• _EXERCISE REQUIREMENTS_:
Extend the thesis abstract below on using deep learning to improve mRNA translation efficiency, picking up right after its last sentence.

• _STUDY TEXT_:
== Segment start ==

Enhancing mRNA Translation Efficiency Through Deep Learning
Loading...
Date
Authors
Journal Title
Journal ISSN
Volume Title
Publisher
Université d'Ottawa / University of Ottawa
Abstract
The 5' untranslated region (5' UTR) of mRNA plays a key role in regulating translation efficiency. Consequently, optimizing this region is important in synthetic biology and therapeutic mRNA design for increasing protein yield and functional potency. Despite advances in computational methods for modeling 5' UTR translation efficiency and sequence design, existing approaches do not account for mRNA secondary structure, provide limited control over sequence modification, and remain inefficient for bulk optimization. This thesis proposes a secondary structure-informed framework that combines accurate translation efficiency modeling with controllable, large-scale optimization of 5' UTR sequences.

== Segment end ==

• _RECORDED INFORMATION_:
== Segment start ==

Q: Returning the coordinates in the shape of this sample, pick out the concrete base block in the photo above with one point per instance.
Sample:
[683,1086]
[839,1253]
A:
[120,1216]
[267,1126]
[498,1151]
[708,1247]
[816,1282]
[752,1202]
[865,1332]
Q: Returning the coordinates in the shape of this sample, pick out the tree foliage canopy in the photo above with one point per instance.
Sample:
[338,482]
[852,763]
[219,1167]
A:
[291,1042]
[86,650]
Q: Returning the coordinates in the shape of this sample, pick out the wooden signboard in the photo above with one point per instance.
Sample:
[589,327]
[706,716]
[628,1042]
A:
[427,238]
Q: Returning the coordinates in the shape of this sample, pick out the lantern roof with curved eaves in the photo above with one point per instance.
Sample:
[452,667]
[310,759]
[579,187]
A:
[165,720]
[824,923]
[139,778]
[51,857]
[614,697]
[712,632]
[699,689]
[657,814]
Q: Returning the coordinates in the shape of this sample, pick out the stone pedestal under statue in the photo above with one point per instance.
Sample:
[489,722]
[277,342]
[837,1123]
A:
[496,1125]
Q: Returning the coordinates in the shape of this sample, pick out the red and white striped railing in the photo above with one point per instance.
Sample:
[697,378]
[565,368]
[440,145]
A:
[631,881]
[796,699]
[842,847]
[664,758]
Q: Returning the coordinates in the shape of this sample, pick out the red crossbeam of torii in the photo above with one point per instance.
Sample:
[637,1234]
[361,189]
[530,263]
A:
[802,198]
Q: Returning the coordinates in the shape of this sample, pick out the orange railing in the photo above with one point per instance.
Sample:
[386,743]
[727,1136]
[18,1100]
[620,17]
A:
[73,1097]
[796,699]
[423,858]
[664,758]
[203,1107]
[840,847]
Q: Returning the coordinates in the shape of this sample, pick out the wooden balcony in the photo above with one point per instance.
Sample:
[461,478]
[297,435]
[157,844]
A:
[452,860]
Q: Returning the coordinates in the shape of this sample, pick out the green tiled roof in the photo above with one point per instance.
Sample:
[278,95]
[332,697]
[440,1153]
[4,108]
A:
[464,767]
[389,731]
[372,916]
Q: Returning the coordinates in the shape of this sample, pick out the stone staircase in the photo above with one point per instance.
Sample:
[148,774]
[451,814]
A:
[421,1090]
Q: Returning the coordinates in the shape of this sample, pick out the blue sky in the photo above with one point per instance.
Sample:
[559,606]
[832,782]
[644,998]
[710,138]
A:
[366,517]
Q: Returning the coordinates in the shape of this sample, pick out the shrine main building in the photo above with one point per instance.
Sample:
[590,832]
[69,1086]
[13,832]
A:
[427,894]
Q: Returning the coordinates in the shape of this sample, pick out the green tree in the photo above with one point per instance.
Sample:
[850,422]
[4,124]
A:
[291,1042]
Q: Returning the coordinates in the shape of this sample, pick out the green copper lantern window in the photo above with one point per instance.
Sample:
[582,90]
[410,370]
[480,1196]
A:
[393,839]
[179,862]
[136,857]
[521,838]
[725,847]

== Segment end ==

• _REPLY TO THE TASK_:
A graph attention network (GAT) encoder integrating nucleotide identity, positional information, and predicted mRNA secondary structure was first trained to accurately predict 5' UTR translation efficiency. The encoder was then extended into a multitask autoencoder by adding an autoregressive long short-term memory (LSTM) decoder. The autoencoder achieved near-perfect sequence reconstruction accuracy while maintaining the encoder's performance on translation efficiency prediction. The decoder was then fine-tuned using reinforcement learning to generate 5' UTR variants with higher predicted translation efficiency. Fine-tuning the decoder using the REINFORCE algorithm substantially increased the number of generated sequences with improved predicted translation efficiency, while DAP-regularized fine-tuning delivered improvements through smaller, more controlled edits that maintained greater similarity to the original sequences. Incorporating curriculum learning in DAP-regularized fine-tuning substantially increased the proportion of improved sequences with limited disruption to composition and entropy. Interpretability analyses confirmed that the framework captures biologically meaningful determinants of translation initiation and applies optimization strategies consistent with known regulatory mechanisms.
Overall, this framework presents a novel approach to RNA sequence optimization and extends to regulatory elements beyond the 5' UTR.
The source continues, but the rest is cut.